:: Task data
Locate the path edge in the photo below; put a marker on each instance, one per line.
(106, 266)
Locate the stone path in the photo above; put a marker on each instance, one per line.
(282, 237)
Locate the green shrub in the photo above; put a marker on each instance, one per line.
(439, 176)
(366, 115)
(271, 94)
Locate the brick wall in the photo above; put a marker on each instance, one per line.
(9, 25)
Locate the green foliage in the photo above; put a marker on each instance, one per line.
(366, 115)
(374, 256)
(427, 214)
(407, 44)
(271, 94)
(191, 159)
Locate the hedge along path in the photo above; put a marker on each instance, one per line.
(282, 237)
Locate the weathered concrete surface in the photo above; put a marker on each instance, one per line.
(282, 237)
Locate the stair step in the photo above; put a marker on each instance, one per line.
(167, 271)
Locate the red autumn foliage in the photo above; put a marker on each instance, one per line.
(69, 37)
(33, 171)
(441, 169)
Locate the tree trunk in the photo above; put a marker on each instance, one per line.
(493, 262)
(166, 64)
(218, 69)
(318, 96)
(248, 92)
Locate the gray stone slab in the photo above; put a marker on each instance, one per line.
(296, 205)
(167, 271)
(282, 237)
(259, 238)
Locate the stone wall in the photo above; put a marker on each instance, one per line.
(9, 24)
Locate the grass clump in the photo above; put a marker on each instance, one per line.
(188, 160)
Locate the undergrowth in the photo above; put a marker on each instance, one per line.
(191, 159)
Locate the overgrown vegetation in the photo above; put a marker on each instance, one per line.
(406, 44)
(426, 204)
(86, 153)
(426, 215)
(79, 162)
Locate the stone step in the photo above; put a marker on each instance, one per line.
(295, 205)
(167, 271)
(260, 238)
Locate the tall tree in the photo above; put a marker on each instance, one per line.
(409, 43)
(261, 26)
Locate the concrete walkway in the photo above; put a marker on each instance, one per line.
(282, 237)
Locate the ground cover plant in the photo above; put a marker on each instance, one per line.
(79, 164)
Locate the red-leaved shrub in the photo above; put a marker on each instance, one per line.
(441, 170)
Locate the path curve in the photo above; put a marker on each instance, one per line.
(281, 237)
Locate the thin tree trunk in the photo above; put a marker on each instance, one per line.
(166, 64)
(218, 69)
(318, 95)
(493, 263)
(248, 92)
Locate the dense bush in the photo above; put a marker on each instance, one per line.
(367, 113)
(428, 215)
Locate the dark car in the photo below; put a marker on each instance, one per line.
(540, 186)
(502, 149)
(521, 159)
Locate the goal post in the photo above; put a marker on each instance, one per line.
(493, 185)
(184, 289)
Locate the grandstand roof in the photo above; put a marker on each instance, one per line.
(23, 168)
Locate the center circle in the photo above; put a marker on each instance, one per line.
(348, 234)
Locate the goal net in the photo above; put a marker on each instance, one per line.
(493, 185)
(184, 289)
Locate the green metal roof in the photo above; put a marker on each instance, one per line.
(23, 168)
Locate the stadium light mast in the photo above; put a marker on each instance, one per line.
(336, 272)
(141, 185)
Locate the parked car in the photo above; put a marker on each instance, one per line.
::::
Short task –
Give exactly the lines from the one with "Locate the undergrowth" to the end of the entries, nothing before them.

Task answer –
Locate the undergrowth in the photo above; put a marker on each instance, one per line.
(191, 159)
Locate the overgrown vegetation in the photo above; put a marker on each instance, one per line.
(406, 44)
(426, 204)
(86, 153)
(426, 215)
(79, 162)
Locate the stone step in the photo above; put a marker on each instance, one per line.
(295, 205)
(167, 271)
(260, 238)
Locate the tall tree in the photo above; put a marker on each instance, one per line.
(409, 43)
(261, 26)
Locate the concrete walkway in the photo above; put a marker on each instance, one per line.
(282, 237)
Locate the ground cover plant in the photo above; put a marker on each instance, one per line.
(79, 164)
Locate the red-leaved shrub in the photo above; put a marker on each instance, one per line.
(441, 170)
Locate the path curve in the photo above; put a marker on each instance, one per line.
(281, 237)
Locate the thin tree trunk in the photo above; put a marker on each instance, one per line.
(166, 64)
(218, 69)
(318, 95)
(493, 263)
(248, 92)
Locate the dense bush in the photo above; put a marker on each instance, one per line.
(367, 113)
(428, 215)
Locate the dark car in the photo below; put a marker on each instance, one per line.
(540, 186)
(502, 149)
(521, 159)
Locate the goal post in the photo above; put a marker on each instance, one per line.
(493, 185)
(184, 289)
Locate the grandstand roof in the photo above; put a marker on each instance, one per line.
(23, 168)
Locate the center circle in the photo above; put a marker on each instance, one per line.
(348, 234)
Locate the goal net in the photo above; put a marker on each instance, one per line.
(493, 185)
(184, 289)
Locate the green metal roof in the photo above; put a marker on each instance, one per line.
(23, 168)
Locate the stadium light mast in the photo above; put a marker on each instance, one per line.
(336, 272)
(141, 185)
Locate the parked car in the photo above; put a marker on each instance, one per line.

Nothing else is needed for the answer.